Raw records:
----------

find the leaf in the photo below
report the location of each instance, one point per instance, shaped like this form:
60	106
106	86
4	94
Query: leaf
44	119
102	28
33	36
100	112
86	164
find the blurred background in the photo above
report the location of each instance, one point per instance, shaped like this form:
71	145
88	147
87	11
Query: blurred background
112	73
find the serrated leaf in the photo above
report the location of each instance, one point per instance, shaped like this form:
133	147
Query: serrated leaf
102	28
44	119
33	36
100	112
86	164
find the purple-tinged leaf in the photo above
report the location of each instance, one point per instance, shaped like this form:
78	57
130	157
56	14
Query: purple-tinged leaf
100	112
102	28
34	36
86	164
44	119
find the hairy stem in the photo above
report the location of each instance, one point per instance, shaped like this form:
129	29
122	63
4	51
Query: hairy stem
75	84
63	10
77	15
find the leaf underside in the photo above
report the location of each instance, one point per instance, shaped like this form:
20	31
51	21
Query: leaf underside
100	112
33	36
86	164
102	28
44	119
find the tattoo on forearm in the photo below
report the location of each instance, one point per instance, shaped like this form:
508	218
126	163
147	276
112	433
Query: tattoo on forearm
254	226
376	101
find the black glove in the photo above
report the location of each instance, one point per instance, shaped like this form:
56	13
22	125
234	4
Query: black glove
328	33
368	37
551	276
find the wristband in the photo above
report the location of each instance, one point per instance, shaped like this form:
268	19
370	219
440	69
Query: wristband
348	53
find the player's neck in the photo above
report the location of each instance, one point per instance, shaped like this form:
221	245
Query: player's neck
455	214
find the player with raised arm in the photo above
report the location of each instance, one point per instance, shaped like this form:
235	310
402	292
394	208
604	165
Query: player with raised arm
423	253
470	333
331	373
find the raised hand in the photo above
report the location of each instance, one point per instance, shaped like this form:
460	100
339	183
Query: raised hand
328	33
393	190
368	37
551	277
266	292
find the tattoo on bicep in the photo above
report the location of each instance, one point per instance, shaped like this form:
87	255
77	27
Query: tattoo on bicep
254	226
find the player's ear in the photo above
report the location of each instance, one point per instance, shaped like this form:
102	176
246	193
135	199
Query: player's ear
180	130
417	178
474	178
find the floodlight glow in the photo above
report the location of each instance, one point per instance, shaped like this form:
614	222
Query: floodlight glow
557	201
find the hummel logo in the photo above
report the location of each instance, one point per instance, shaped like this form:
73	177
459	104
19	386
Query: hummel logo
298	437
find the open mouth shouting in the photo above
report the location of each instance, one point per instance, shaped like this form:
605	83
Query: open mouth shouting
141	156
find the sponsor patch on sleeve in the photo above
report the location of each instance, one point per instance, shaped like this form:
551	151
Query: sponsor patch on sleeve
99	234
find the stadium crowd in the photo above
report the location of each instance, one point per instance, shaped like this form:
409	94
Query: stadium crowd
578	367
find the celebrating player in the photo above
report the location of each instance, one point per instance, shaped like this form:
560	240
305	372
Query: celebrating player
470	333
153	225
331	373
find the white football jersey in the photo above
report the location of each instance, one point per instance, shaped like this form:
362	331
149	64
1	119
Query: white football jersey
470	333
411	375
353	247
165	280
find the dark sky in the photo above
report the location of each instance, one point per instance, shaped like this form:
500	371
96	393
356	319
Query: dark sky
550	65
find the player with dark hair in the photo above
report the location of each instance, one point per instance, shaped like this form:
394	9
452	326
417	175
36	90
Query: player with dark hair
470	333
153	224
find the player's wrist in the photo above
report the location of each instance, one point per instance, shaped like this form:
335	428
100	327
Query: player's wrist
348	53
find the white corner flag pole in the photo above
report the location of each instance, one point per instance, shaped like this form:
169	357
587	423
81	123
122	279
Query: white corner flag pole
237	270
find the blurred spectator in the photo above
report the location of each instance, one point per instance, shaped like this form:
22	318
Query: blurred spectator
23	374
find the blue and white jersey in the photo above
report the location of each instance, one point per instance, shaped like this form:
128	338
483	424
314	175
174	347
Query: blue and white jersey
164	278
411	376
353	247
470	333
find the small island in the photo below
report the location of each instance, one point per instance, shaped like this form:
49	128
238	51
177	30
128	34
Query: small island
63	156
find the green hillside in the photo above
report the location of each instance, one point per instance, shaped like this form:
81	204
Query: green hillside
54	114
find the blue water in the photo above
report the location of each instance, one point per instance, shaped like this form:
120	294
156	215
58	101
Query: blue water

----------

TASK DETAILS -
Write out all the entries exactly.

SOLVED EXERCISE -
find the leaf in the photo below
report the location of each instance, one point per instance, shaped like this form:
60	106
106	86
4	94
Query: leaf
44	119
102	28
33	36
100	112
86	164
find the blurred background in the photo above
report the location of each instance, one point per instance, shaped like this form:
71	145
88	147
87	11
Query: blurred background
112	73
find the serrated leaf in the photo above
report the location of each instance, one point per instance, shaped like this form:
133	147
Query: serrated leaf
102	28
44	119
33	36
100	112
86	164
find the purple-tinged leaf in the photo above
report the location of each instance, one point per instance, shaped like this form:
78	57
130	157
56	14
Query: purple-tinged leaf
100	112
102	28
34	36
86	164
44	119
find the hairy stem in the photo above
report the location of each instance, one point per instance, shaped like this form:
129	29
122	63
4	51
Query: hairy stem
75	84
63	10
77	15
find the leaf underside in the photo above
report the location of each instance, one point per instance, shaped like this form:
20	31
51	21
Query: leaf underside
100	112
33	36
86	164
102	28
44	119
find the tattoo on forearm in the photo below
report the location of each instance, one point per instance, shaped like this form:
508	218
126	163
147	276
112	433
Query: tattoo on forearm
254	226
376	101
find the black glove in the photo above
report the location of each instance, one point per instance, shaped like this form:
56	13
22	125
234	4
Query: black glove
328	33
368	37
551	276
find the wristband in the photo above
report the location of each instance, one point per instance, shaped like this form:
268	19
370	219
440	69
Query: wristband
348	53
find the player's neck in the photo above
report the location of each instance, one point per instance, shaped like this form:
221	245
Query: player's neck
455	214
find the player with raised arm in the photo above
report the location of each instance, one point per instance, shaped like this form:
235	310
402	292
394	208
604	165
Query: player with raised arm
423	253
470	333
331	373
find the raised hand in the photo above
report the location of each instance, one point per instance, shaped like this form:
460	100
339	183
Query: raised hand
328	33
393	190
368	37
551	277
266	292
find the tattoo on bicep in the photo above
report the location of each instance, one point per instance, shaped like this form:
87	255
77	27
Query: tattoo on bicep
254	226
find the player's ear in the photo above
report the location of each instance, one point per instance, shaped like this form:
102	176
246	193
135	199
Query: player's ear
180	130
417	178
474	178
find the floodlight glow in the photo above
report the location of each instance, one point per instance, shaped like this form:
614	222
Query: floodlight glow
557	201
find the hummel logo in the photo above
report the location of each instance, one point per instance, shaped like this form:
73	177
459	104
19	386
Query: hummel logo
298	437
find the open mouth shouting in the photo above
report the location of each instance, one point per instance, shaped like this form:
605	83
Query: open mouth shouting
141	156
find the sponsor patch on sleeve in the photo above
report the location of each instance, one point per instance, shaped like this form:
551	151
Query: sponsor patch on sleeve
99	234
find the stadium crowd in the photo above
report the location of each instance, one point per instance, shaped like this form:
409	94
Query: stadium crowd
578	367
find the celebrating player in the photo above
report the location of each instance, one point per instance, shaped like this form:
560	240
305	372
Query: celebrating player
470	333
153	225
331	373
find the white football jersey in the photo above
report the location of each instance, one point per instance, shaped like this form:
362	331
149	64
1	119
Query: white football jersey
470	333
411	375
353	247
165	280
find the dark sky in the photo above
report the location of each instance, one point per instance, shaped like this form:
500	371
96	393
356	319
Query: dark sky
550	65
find the player with dark hair in the photo above
report the location of each instance, one point per instance, shaped like this form:
394	9
452	326
417	175
36	90
Query: player with dark hair
470	333
153	224
find the player's wrist in the photo above
report the location of each instance, one point per instance, shaped like this form:
335	428
100	327
Query: player's wrist
348	53
find the white corner flag pole in the photo above
report the location of each instance, one point per instance, shaped like this form:
169	357
587	423
81	123
122	279
Query: white corner flag pole
237	270
find the blurred spectator in the photo above
report the location of each instance, one point per instance, shaped like this form:
22	318
Query: blurred spectator
23	374
find the blue and white jersey in the photo above
report the location of each instance, one point per instance, shaped like this form:
128	338
483	424
314	175
174	347
Query: blue and white jersey
164	278
411	376
353	247
470	333
find the small island in the photo below
report the location of each instance, one point per instance, shaped like this form:
49	128
238	51
177	30
128	34
Query: small island
63	156
find the green hillside in the photo above
report the location of each instance, one point per instance, shaped like this form:
81	204
Query: green hillside
54	114
find the blue water in the photo above
report the location of each instance, one point per instance, shaped like this form:
120	294
156	215
58	101
Query: blue water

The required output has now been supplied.